=== WORK INSTRUCTIONS ===
**A.** Give the title of every post in the blog excerpt below, in the order they appear.
**B.** According to the blog excerpt below, where was Archbishop Demetrios born?
**C.** Transcribe the passage of the blog excerpt below starting at "Check it out, the" and ending at "sardonic, nihilistic arse.".

=== EXTRACT TO READ ===
*** Begin section ***

Sunday, December 19, 2004

More from the language police

NPR's "On the Media" has an interesting piece on the Chicago Tribune's pending revisions to their stylebook changing the term for third-trimester fetus to "unborn child." Then as if to wash themselves of the pro-life odor of the Trib's renovations, the show follows up with an idiotic conversation w/UC Berkeley linguistics prof George Lakoff, who insists that the Trib is falling prey to the right-wing truth-distorting "message machine." For him "unborn child" means nothing more than "a right-wing term corresponding to fetus." It's not that I don't believe that all language is social constructed and "framed" to a large degree. It's that these ho-humpfing academics think people care whether we call a fetus a "fetus" or an "unborn child." You can call it mud for all I care; it's human; it's sui generis; it's alive; and you can't kill it.

The host identifies Lakoff as a "prominent Democratic political strategist." No wonder they got whooped in November.

Wednesday, December 15, 2004

VeHEMenTly Pro-Earth

Check it out, the Voluntary Human Extinction Movement. After an intital WTF? it started growing on me. I'm actually quite amused by its honest extrapolation of population control ideology. Why not just extinguish ourselves if there's nothing all that special about human biological existence except being the material cause of environmental degradation and suffering? It's almost Christian except in VHEMT's liturgy the entire human species becomes the self-sacrificial Host on the Altar of Earthly survival. The only problem is that their Credo requires valuing the Earth in a special way that requires an apriori teleological belief about the Earth and it's not clear to me from where VHEMT is pulling that except from their own sardonic, nihilistic arse.

Sunday, December 12, 2004

St. Sophia in DC at 100

Blessings upon St. Sophia on its 100th year of liturgy and ministry in DC! Just when I thought I was over my envy for the Eastern Orthodox...
All Christian churches and denominations share a common origin. But not all can say that a Christian time traveler from the 1st millennium would feel at home in a 21st-century worship service. That's exactly the assertion of Orthodox Christians, said [Archbishop] Demetrios, 76, who was born in Thessalonika, Greece, and celebrates Divine Liturgy the way he experienced it as a child and the way it was celebrated 1,500 years ago.
Why this isn't a good enough reason for American Catholics to give the traditional Latin Mass a li'l respect is beyond me.

Saturday, December 11, 2004

The Eliting of Catholic education

This is where I get disturbed about the mainstreaming of American Catholicism. Even the neocons in the Church are not immune--orthodox theologically on everything except ecclesiology and social ethics. As Jesuit-high school teacher, I sensed it during faculty meetings where the president and development officers of the school stood up proudly and gave us reports on expansions and other aggiornamentos. I sensed it when we patted ourselves on the back for sending kids to the Ivys. Dallas Morning News gives us a birds-eye view on how this trend is transforming the traditional role of Catholic ed in their fair city. This isn't just about Catholic schools. It's infecting Catholic health care too.

*** End section ***

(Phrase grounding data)
*** Begin section ***

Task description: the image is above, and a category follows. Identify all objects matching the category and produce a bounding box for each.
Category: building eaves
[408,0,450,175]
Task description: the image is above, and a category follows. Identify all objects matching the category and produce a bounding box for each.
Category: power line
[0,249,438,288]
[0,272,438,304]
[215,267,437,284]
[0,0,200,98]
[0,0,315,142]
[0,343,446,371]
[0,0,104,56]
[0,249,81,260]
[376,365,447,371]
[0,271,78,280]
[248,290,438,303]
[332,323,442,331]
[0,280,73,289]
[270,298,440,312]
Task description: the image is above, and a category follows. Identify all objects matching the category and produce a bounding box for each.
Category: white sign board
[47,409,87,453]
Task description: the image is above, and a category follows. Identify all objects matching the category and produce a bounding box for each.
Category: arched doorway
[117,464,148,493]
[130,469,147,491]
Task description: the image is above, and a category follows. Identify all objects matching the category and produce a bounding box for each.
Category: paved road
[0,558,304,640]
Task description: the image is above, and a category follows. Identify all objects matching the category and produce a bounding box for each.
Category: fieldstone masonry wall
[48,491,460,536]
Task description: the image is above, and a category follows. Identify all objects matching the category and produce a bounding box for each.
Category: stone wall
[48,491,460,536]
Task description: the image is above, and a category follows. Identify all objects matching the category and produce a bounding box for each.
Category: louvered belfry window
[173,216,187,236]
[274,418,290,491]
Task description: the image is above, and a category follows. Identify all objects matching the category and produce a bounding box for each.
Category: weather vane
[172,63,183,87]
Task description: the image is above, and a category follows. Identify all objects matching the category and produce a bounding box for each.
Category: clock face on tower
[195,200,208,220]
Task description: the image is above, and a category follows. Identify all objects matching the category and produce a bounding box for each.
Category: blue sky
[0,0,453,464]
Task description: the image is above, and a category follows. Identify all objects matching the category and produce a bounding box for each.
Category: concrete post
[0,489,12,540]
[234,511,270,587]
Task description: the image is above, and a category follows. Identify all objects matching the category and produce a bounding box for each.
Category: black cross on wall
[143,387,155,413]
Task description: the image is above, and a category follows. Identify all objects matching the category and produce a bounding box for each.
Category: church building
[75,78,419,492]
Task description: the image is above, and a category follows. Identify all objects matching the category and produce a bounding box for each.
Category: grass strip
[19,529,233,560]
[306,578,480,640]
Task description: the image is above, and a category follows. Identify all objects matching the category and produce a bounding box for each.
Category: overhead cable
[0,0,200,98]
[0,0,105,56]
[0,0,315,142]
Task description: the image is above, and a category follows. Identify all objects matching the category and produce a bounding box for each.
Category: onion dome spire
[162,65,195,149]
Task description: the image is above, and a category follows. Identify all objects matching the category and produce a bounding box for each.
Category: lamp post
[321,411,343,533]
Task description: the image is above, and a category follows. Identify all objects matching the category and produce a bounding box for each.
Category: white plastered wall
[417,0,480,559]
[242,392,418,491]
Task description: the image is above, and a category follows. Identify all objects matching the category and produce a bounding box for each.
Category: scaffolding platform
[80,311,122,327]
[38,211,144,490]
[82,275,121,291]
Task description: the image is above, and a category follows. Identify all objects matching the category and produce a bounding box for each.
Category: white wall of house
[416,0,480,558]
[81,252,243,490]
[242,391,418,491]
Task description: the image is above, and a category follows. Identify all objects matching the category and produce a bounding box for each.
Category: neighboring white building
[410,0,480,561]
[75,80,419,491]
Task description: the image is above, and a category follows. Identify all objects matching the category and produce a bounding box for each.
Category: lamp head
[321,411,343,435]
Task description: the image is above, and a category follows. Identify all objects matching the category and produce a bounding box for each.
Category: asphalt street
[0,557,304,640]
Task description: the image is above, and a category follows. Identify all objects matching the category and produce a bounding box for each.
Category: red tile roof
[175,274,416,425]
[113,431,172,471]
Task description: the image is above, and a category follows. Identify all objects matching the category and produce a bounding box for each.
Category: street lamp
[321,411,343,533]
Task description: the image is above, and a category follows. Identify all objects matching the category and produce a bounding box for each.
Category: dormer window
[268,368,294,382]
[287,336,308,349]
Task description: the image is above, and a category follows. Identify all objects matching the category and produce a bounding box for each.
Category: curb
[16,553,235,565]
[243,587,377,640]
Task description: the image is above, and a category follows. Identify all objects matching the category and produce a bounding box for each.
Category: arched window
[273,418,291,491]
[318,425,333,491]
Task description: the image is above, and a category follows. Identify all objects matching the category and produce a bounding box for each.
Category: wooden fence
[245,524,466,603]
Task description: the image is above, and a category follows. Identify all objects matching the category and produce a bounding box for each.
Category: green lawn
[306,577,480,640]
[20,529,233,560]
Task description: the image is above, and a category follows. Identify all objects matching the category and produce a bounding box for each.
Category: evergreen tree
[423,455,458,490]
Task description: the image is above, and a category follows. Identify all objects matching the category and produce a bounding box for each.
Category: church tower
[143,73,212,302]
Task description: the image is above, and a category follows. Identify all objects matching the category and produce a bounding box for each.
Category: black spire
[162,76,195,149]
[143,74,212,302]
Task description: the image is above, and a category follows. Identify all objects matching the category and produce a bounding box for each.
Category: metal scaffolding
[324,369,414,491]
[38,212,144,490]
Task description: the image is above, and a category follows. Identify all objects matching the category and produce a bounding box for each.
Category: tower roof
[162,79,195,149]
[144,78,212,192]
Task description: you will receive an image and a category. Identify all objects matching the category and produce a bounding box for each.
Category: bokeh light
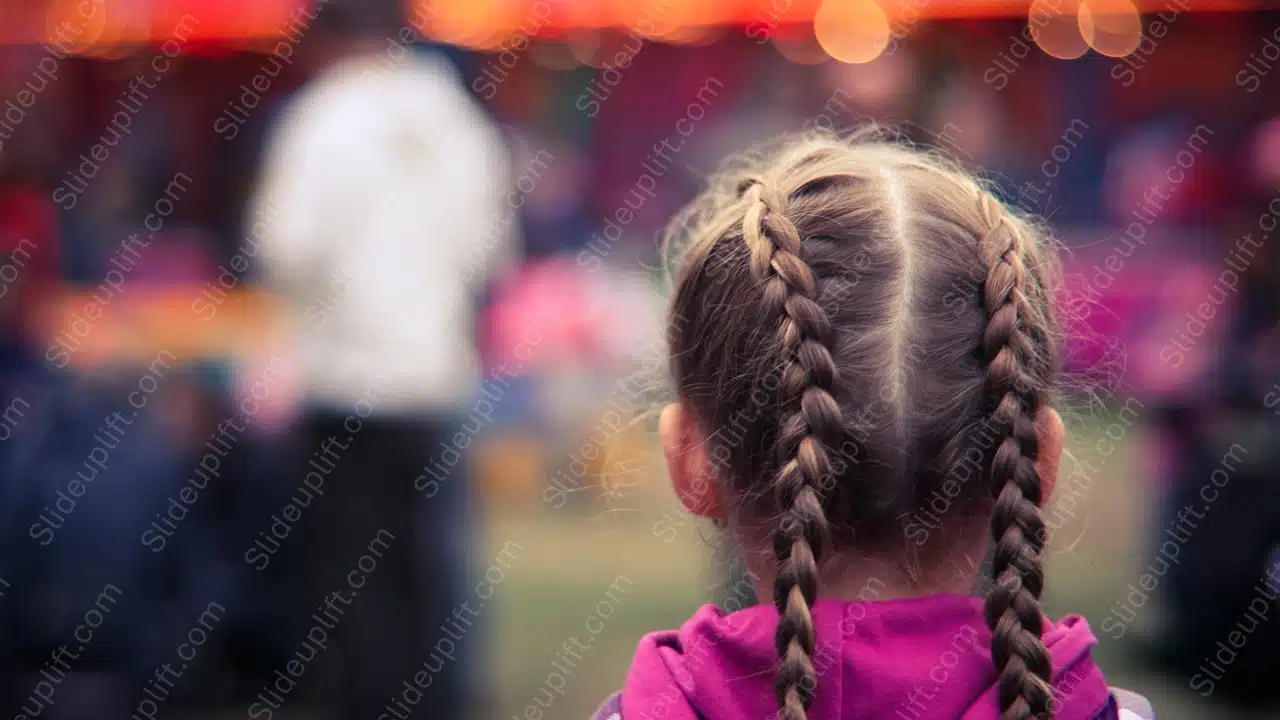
[769,23,831,65]
[813,0,890,63]
[1079,0,1142,58]
[1027,0,1089,60]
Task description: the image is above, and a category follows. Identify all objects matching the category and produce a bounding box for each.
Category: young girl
[598,136,1149,720]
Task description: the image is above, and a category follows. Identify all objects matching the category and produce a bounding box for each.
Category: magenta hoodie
[600,594,1116,720]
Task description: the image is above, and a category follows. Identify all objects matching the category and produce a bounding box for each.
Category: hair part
[667,133,1060,720]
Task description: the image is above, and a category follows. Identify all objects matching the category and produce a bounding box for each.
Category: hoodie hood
[621,594,1110,720]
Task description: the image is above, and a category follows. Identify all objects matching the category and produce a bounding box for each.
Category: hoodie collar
[622,594,1110,720]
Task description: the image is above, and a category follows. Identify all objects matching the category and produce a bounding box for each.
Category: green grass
[486,420,1261,720]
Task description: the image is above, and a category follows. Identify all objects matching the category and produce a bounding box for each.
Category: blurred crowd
[0,2,1280,717]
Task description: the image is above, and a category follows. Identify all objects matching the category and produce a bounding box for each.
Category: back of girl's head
[668,128,1059,720]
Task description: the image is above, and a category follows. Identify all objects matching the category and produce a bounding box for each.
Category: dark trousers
[291,415,480,720]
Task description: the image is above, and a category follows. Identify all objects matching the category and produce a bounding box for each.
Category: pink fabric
[621,594,1110,720]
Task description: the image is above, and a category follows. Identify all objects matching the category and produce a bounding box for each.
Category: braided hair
[742,179,844,720]
[979,192,1053,720]
[668,135,1059,720]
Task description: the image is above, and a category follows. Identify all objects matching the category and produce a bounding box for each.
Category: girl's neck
[745,515,987,603]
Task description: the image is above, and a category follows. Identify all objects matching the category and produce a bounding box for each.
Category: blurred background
[0,0,1280,720]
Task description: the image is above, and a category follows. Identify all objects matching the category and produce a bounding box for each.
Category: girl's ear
[1036,407,1066,507]
[658,402,724,520]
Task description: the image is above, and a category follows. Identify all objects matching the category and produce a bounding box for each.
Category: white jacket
[250,54,515,414]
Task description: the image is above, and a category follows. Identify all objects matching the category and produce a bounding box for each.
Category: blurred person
[598,131,1151,720]
[246,0,513,720]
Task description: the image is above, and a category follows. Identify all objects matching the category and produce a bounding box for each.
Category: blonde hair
[668,131,1060,720]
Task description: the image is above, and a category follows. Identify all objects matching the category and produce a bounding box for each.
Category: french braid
[979,192,1052,720]
[742,179,844,720]
[667,133,1062,720]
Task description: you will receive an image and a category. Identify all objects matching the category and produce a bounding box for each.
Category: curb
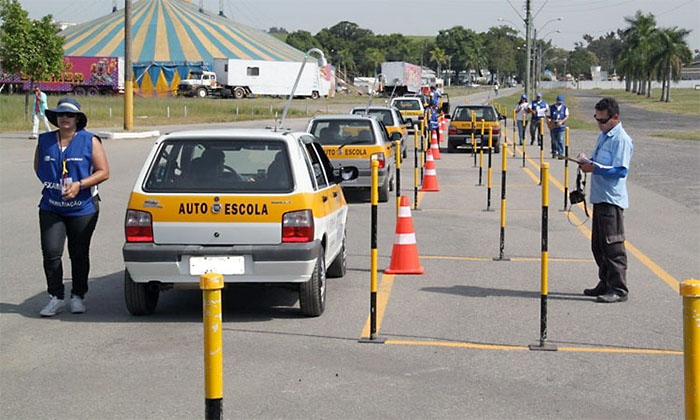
[95,130,160,139]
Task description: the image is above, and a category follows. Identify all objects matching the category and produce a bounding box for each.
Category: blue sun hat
[46,98,87,131]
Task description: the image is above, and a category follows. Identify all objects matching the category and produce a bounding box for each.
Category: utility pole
[525,0,532,100]
[124,0,134,131]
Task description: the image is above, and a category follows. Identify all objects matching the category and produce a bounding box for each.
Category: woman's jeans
[39,210,99,299]
[550,130,566,155]
[515,120,527,146]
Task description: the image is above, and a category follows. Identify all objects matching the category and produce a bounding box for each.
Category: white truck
[382,61,423,96]
[178,58,331,99]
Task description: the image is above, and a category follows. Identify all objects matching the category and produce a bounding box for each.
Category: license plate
[190,256,245,276]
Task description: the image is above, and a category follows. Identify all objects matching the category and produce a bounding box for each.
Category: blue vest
[531,101,547,121]
[36,130,96,216]
[549,104,566,131]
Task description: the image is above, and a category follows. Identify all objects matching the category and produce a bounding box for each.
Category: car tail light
[282,210,314,242]
[369,153,386,169]
[124,210,153,242]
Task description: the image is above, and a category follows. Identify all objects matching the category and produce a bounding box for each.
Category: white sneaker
[70,296,85,314]
[39,296,66,316]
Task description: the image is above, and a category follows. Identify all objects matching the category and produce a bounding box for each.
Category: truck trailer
[382,61,422,96]
[178,58,331,99]
[0,56,124,96]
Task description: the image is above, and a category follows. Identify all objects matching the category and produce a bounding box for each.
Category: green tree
[0,0,63,119]
[651,26,693,102]
[622,10,658,97]
[567,42,598,76]
[285,31,321,52]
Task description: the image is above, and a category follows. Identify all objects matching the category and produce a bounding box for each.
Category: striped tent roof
[59,0,304,64]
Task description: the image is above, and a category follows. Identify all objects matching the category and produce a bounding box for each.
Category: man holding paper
[578,98,634,303]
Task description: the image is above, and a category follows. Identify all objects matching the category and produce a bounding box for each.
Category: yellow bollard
[680,279,700,419]
[394,140,401,217]
[199,273,224,420]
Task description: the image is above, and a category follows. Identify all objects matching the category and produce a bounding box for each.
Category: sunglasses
[593,115,612,124]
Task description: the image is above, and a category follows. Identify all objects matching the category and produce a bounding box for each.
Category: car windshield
[452,106,496,121]
[352,108,394,125]
[143,139,294,193]
[391,99,420,111]
[311,120,375,146]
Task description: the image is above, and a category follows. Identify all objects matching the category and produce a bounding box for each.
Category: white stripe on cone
[399,206,411,217]
[394,233,416,245]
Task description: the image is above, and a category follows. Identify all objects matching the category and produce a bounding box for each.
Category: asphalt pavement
[0,87,700,419]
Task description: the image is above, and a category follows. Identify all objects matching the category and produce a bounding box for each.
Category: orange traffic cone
[420,148,440,191]
[430,130,441,160]
[384,195,423,274]
[438,116,447,144]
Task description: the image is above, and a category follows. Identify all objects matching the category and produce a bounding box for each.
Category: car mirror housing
[336,166,360,182]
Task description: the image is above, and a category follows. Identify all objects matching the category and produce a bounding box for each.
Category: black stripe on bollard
[204,398,224,420]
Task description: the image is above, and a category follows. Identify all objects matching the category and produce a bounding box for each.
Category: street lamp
[275,48,327,130]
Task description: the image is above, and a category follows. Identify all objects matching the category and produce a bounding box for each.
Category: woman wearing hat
[34,98,109,316]
[515,93,530,146]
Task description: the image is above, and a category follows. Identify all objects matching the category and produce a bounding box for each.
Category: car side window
[306,143,328,189]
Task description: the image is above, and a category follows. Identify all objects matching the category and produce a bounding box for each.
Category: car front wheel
[299,248,326,316]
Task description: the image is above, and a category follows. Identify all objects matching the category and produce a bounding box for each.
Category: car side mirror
[335,166,360,182]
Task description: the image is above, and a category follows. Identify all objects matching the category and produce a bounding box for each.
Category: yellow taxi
[350,106,408,159]
[122,129,358,316]
[447,105,503,153]
[306,114,400,202]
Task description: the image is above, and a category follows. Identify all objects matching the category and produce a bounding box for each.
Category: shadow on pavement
[420,285,594,301]
[0,271,326,323]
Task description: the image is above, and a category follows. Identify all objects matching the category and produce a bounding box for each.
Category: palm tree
[622,10,657,97]
[651,26,693,102]
[430,47,447,77]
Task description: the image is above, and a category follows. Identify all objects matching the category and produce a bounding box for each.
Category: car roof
[159,128,309,141]
[311,114,378,121]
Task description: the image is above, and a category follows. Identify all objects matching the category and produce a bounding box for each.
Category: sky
[15,0,700,51]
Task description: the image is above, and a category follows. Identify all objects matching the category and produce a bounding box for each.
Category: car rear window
[391,99,420,111]
[311,120,375,146]
[452,106,496,121]
[143,139,294,193]
[352,108,394,125]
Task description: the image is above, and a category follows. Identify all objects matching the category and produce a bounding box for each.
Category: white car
[122,129,358,316]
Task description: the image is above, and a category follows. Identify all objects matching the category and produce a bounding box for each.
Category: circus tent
[59,0,304,96]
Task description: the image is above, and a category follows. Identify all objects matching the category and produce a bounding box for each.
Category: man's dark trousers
[591,203,627,296]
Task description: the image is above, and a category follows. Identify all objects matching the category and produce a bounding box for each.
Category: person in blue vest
[578,98,634,303]
[430,86,442,108]
[528,92,549,146]
[548,93,569,158]
[34,98,109,317]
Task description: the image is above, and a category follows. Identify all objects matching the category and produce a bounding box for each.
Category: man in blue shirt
[579,98,634,303]
[528,92,549,146]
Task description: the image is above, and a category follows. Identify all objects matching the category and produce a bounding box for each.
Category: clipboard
[558,155,591,164]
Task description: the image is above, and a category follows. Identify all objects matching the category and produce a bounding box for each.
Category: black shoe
[595,292,627,303]
[583,281,608,296]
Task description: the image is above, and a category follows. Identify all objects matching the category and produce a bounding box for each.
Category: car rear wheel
[299,248,326,316]
[327,234,348,277]
[124,270,160,316]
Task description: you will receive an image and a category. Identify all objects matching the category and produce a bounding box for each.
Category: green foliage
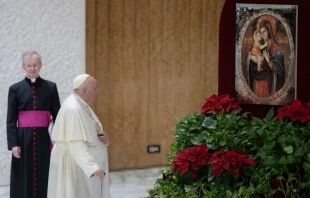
[148,109,310,198]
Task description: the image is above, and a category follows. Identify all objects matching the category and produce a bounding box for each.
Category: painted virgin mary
[246,15,285,97]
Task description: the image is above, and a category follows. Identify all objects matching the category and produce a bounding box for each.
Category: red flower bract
[202,94,241,114]
[208,150,255,176]
[277,99,310,123]
[171,144,208,178]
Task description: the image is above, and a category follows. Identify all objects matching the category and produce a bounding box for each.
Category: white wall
[0,0,85,186]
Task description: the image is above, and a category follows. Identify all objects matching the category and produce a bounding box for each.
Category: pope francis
[47,74,110,198]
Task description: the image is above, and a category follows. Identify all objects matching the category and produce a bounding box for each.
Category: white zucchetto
[73,74,90,90]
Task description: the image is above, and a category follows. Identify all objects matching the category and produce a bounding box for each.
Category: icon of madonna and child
[235,5,296,105]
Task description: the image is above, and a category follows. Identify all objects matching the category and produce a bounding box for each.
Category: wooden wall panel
[174,0,191,118]
[158,0,178,164]
[108,0,127,169]
[123,0,139,167]
[136,0,149,167]
[189,0,205,112]
[93,0,111,139]
[86,0,224,170]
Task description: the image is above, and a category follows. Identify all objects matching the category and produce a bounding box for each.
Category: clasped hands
[91,169,105,180]
[98,131,108,144]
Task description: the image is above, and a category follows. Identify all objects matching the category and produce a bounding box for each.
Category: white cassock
[47,94,110,198]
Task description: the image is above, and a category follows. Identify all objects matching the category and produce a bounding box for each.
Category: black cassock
[7,77,60,198]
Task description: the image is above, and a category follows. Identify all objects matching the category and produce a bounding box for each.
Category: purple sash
[18,111,51,127]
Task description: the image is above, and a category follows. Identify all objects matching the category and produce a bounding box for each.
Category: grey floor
[0,167,162,198]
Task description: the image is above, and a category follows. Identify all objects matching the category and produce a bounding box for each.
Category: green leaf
[303,162,310,173]
[278,157,289,164]
[264,156,277,166]
[265,107,274,121]
[170,142,177,152]
[202,117,217,129]
[263,141,276,151]
[283,145,294,154]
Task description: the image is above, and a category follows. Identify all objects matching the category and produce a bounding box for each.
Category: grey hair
[22,51,42,64]
[74,78,88,95]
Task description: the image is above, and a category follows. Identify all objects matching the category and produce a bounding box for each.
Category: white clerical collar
[74,94,89,107]
[26,76,38,83]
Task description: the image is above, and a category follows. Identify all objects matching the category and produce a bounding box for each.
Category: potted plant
[148,95,310,198]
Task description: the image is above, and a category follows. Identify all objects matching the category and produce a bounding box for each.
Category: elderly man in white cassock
[47,74,110,198]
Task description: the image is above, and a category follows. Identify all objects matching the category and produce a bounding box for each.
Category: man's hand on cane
[92,169,105,180]
[12,146,20,158]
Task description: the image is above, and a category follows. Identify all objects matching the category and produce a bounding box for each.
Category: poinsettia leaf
[264,107,274,122]
[302,162,310,173]
[278,135,286,144]
[287,155,296,164]
[263,141,276,151]
[268,190,278,196]
[170,142,177,152]
[264,156,277,166]
[278,157,289,164]
[283,145,294,154]
[202,117,217,129]
[244,186,255,195]
[295,147,305,157]
[191,134,205,145]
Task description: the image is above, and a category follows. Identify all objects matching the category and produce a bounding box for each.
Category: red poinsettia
[208,150,255,176]
[202,94,241,114]
[277,99,310,123]
[171,144,209,178]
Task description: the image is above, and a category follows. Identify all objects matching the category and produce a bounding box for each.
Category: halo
[256,15,277,36]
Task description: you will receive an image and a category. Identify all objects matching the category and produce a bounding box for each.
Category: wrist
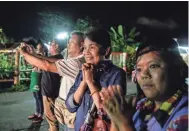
[116,115,132,126]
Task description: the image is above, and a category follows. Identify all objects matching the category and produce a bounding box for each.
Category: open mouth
[142,84,154,89]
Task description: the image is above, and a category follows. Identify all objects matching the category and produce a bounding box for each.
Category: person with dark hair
[28,43,44,123]
[100,30,188,131]
[66,28,126,131]
[20,32,84,131]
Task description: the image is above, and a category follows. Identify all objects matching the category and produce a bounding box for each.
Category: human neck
[68,52,82,58]
[51,52,59,55]
[154,91,176,111]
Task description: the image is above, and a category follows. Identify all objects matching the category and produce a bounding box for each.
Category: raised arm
[19,44,58,73]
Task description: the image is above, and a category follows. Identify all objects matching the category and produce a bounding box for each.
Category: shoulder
[108,64,126,74]
[167,114,188,131]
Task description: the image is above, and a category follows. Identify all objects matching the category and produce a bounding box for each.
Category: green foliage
[38,12,73,41]
[74,16,100,32]
[0,28,8,44]
[109,25,140,74]
[0,53,14,79]
[0,27,14,47]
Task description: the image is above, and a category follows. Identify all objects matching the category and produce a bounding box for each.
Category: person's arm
[87,81,101,109]
[100,85,135,131]
[66,72,83,113]
[73,81,87,104]
[35,54,60,62]
[22,53,58,73]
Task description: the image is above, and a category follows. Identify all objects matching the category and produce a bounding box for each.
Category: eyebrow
[136,59,162,67]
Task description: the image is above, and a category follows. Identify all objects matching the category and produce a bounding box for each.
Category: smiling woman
[101,28,188,131]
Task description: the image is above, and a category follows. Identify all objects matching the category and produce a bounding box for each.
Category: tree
[0,28,8,45]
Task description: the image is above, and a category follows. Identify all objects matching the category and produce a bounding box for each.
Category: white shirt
[55,55,84,100]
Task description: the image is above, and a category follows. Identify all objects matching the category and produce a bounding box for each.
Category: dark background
[0,1,188,43]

*** End section ***

=== ANSWERS BY TASK ===
**A.**
More from the language police
VeHEMenTly Pro-Earth
St. Sophia in DC at 100
The Eliting of Catholic education

**B.** Thessalonika, Greece.

**C.**
Check it out, the Voluntary Human Extinction Movement. After an intital WTF? it started growing on me. I'm actually quite amused by its honest extrapolation of population control ideology. Why not just extinguish ourselves if there's nothing all that special about human biological existence except being the material cause of environmental degradation and suffering? It's almost Christian except in VHEMT's liturgy the entire human species becomes the self-sacrificial Host on the Altar of Earthly survival. The only problem is that their Credo requires valuing the Earth in a special way that requires an apriori teleological belief about the Earth and it's not clear to me from where VHEMT is pulling that except from their own sardonic, nihilistic arse.